Jun 03, 2008 22:28
No other mythical animal encapsulates the modern dilemma so well. We are hungry for life, we stumble onward unaware of how it has disappeared. Shopping malls, large cities, British pubs, and even the internet are shown for their ability to dehumanize us, to make us machines that follow patterns. When the world within the horror movie is overrun, as it always is, arms reaching in through broken windows, we recognize that feeling. Here in the destructive, hungry swarm of the undead is that long day where everything goes wrong. It’s easy to be overwhelmed.
As Americans, zombies are mostly our monsters. Whereas Dracula roosts in a dreary Transylvanian castle and the mummy repines under the Egyptian pyramids, the zombie has made multitudes of his appearances in the towns and cities of the good, old US of A. Even in Fulci’s famous Zombi, the film with the famous shark vs. zombie scene, where most of the action occurs on a tropical island, the story ties up in a New York morgue.
Night of the Living Dead and it successors often deal with the shameful parts of American society. Racism, the growing divisions in class, and rampant consumerism are reflected back in the mirror darkly. What does not matter to us in little increments becomes as horrifying as the living dead when people make choices in moments of extremis. When the ghettos are closed off as a lost cause in Day of the Dead, it presages a future in which New Orleans sat and wondered when help would come.
While the term “zombie” may have originated with the Haitian voodoo zombie, we have commandeered / appropriated it to our purposes. And a Haitian voodoo zombie is nothing more than a flesh golem, something to be commanded. The American zombie has no such controls and rituals are useless. Our zombies have forgotten their witchy past and refuse to join up with any religion (though many religions reference them as a sign of the end times.) Often, zombies in churchyards are applied as proof of what prayers are not answered and what peace cannot be found even on sanctified ground.
■ ■ ■
◆ WHAT YOU WILL DO ◆
State whether each statement agrees with the text on zombies above, answering yes or no and quoting the deciding words. 1. A Haitian voodoo zombie is something to be commanded. 2. In Fulci's Zombi, the story ties up on a tropical island. 3. Rituals can control the American zombie.
■ ■ ■
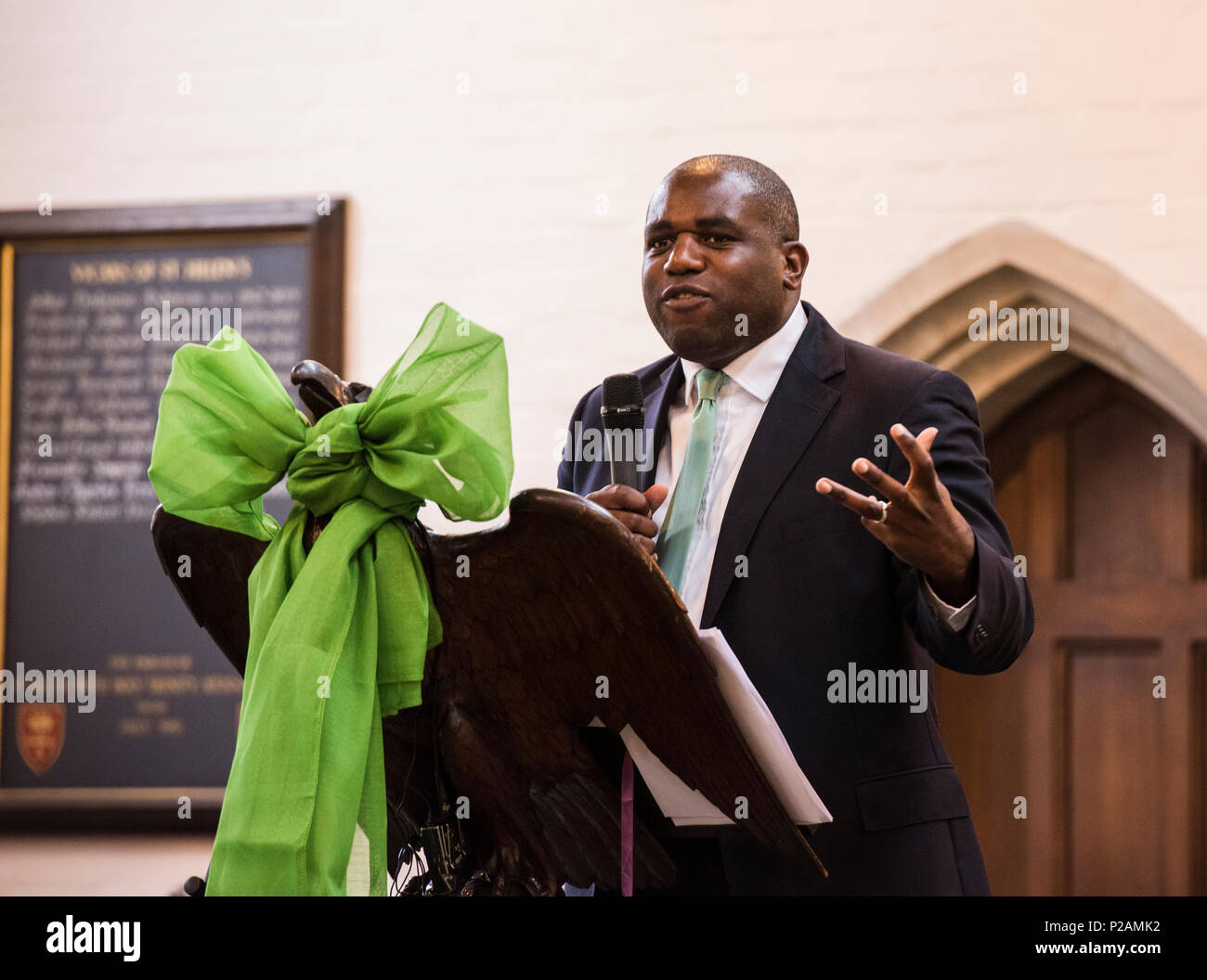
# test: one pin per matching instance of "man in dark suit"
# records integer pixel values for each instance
(836, 601)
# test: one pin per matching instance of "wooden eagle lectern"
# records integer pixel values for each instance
(559, 598)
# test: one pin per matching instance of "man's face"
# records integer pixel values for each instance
(715, 280)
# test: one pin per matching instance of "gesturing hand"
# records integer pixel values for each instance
(921, 525)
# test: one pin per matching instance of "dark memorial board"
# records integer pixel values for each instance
(143, 698)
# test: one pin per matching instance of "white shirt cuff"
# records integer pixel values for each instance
(953, 618)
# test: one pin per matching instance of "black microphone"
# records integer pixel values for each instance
(624, 424)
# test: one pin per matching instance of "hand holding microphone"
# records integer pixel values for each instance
(624, 413)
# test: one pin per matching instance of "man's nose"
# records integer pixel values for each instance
(684, 256)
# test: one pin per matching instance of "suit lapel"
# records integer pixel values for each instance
(795, 412)
(656, 406)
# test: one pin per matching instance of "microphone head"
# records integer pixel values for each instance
(622, 393)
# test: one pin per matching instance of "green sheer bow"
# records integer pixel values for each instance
(339, 638)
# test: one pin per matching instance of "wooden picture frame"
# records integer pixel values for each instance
(320, 224)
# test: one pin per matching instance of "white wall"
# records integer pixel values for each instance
(487, 200)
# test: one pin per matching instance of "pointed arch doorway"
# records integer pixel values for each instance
(1084, 763)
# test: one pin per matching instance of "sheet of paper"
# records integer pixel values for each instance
(689, 807)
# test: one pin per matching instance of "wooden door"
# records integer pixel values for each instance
(1098, 726)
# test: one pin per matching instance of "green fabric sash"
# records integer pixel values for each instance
(339, 638)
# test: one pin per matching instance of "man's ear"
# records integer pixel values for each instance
(796, 261)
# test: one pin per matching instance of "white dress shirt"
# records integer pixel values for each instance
(749, 380)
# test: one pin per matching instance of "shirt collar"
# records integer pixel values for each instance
(757, 369)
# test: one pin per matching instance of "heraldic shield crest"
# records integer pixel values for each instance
(40, 733)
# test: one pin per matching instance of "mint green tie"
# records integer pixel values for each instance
(675, 536)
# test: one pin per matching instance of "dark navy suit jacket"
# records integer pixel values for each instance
(821, 593)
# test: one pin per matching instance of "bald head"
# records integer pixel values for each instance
(763, 185)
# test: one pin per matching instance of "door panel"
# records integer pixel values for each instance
(1110, 778)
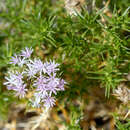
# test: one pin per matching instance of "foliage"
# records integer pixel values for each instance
(92, 47)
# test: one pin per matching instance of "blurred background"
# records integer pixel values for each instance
(90, 39)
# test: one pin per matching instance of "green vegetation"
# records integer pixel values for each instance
(93, 48)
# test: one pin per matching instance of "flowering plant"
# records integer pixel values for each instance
(33, 72)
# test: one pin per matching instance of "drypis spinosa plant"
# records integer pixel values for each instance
(42, 77)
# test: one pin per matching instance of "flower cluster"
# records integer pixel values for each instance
(33, 72)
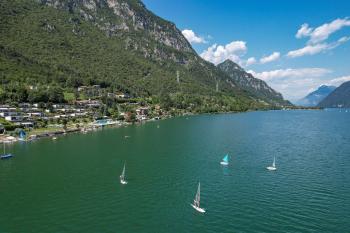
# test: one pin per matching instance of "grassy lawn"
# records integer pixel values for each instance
(44, 130)
(69, 96)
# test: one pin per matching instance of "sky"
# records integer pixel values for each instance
(295, 46)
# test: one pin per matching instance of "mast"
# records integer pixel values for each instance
(123, 173)
(198, 196)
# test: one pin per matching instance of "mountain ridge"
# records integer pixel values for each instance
(315, 97)
(248, 82)
(339, 98)
(117, 44)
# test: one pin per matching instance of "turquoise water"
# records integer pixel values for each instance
(72, 184)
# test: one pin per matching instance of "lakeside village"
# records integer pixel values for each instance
(28, 121)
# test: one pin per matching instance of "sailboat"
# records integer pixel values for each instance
(22, 136)
(224, 160)
(4, 155)
(196, 201)
(273, 167)
(122, 177)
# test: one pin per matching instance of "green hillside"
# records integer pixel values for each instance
(51, 47)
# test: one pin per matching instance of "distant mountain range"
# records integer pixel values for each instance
(339, 98)
(121, 46)
(315, 97)
(256, 87)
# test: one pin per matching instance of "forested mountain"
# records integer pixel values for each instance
(246, 81)
(315, 97)
(48, 47)
(339, 98)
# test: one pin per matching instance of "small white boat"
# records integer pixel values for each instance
(122, 176)
(4, 155)
(224, 160)
(196, 201)
(273, 167)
■ ■ ■
◆ EXERCISE SOLUTION ◆
1. Yes: "a Haitian voodoo zombie is nothing more than a flesh golem, something to be commanded."
2. No: "the story ties up in a New York morgue."
3. No: "The American zombie has no such controls and rituals are useless."